Referring expression data

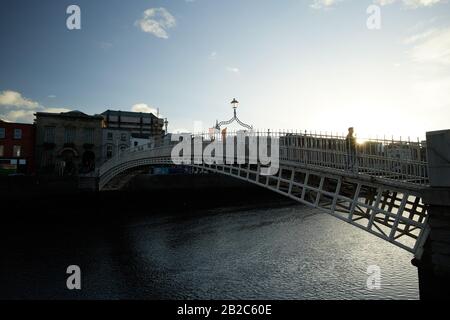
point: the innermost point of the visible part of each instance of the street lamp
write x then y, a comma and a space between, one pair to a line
235, 104
166, 123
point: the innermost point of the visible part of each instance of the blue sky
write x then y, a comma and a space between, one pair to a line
293, 64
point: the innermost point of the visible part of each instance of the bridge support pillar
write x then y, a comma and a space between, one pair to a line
434, 265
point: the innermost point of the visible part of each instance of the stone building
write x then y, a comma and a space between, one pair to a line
141, 125
68, 143
114, 141
16, 148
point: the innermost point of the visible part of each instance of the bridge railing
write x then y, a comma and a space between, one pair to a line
390, 159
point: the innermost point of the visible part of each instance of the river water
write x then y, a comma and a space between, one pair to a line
284, 252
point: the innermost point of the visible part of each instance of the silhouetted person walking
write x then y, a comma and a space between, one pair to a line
350, 144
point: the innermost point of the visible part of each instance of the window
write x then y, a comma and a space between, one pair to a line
17, 133
69, 136
49, 134
89, 135
17, 151
109, 152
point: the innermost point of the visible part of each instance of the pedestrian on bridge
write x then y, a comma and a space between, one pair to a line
350, 144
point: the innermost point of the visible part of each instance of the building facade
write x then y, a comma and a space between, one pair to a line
141, 125
68, 143
16, 148
114, 141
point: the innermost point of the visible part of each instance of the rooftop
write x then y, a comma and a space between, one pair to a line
129, 113
70, 114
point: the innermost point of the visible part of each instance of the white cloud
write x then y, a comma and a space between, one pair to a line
213, 55
323, 4
432, 46
14, 99
156, 21
233, 70
145, 108
16, 108
412, 4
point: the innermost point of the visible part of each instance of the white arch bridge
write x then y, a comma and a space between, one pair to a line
381, 194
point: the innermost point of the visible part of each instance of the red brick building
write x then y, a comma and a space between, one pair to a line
16, 148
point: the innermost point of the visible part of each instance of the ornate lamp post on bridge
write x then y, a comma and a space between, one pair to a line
234, 104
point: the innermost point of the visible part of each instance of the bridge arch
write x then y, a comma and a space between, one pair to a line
389, 211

== EXERCISE AIM ==
Please print an exact copy of the records, with no pictures.

== SOLUTION FOR THIS PROBLEM ==
point: the innermost point of the visible part of each instance of the street lamp
write x then y, a comma and a space between, one pair to a line
235, 104
166, 123
point: the innermost point of the visible part of each instance of the blue sky
write x then y, a comma and a space between, one pair to a line
293, 64
point: the innermost point of the visible part of each instance of the bridge support pillar
write x then y, a comma and a space between, one pair to a line
434, 265
point: the innermost point of the visible part of each instance of the stone building
write x then y, a comma and a space between, one pair to a line
141, 125
68, 143
114, 141
16, 148
point: the innermost point of the visible part of each instance of the bridge railing
write x then y, a comma and a space between, one pair to a line
390, 159
point: the innermost point of the visible part of each instance of the river water
write x then y, a comma and a space between, one pair to a line
284, 252
point: the innermost point of the visible part of each instance of the silhouetted person walking
write x then y, a comma and a space between, one pair to a line
350, 144
point: the innermost point of the visible part of each instance of the window
write x then y, a comma and a space between, one pair to a line
17, 133
69, 136
49, 134
89, 135
17, 151
109, 152
point: the innermost point of the visible part of each instance of the pedestrian on bridge
write x then y, a comma and a space between, one pair to a line
350, 144
point: the innermost point of the visible part of each instance of the building facade
write x then y, a comma and a space between, one pair to a line
141, 125
68, 143
16, 148
114, 141
point: the innermost point of the visible part of each instance of the rooftop
write x then y, a comma and a space between, one pair to a line
129, 113
70, 114
point: the innermost point of the visible part of each instance of the white cloud
write x then y, a comma and a space between, one pair to a line
213, 55
323, 4
432, 46
14, 99
156, 21
233, 70
145, 108
16, 108
412, 4
point: the innermost point of the visible part of each instance of the white arch bridge
write x then y, a comma and a space between, one pair to a line
381, 194
point: the innermost point of the visible part of each instance of the red brick building
write x then y, a comma and a space between, one pair to a line
16, 148
point: the innermost point of the visible part of each instance of the ornate lamp post on bridge
write x then y, a comma and a space between, one pair to a line
234, 104
point: the innermost point of the visible part of each instance of the bridge arch
write x then y, a comma and a space between, one pair to a line
389, 211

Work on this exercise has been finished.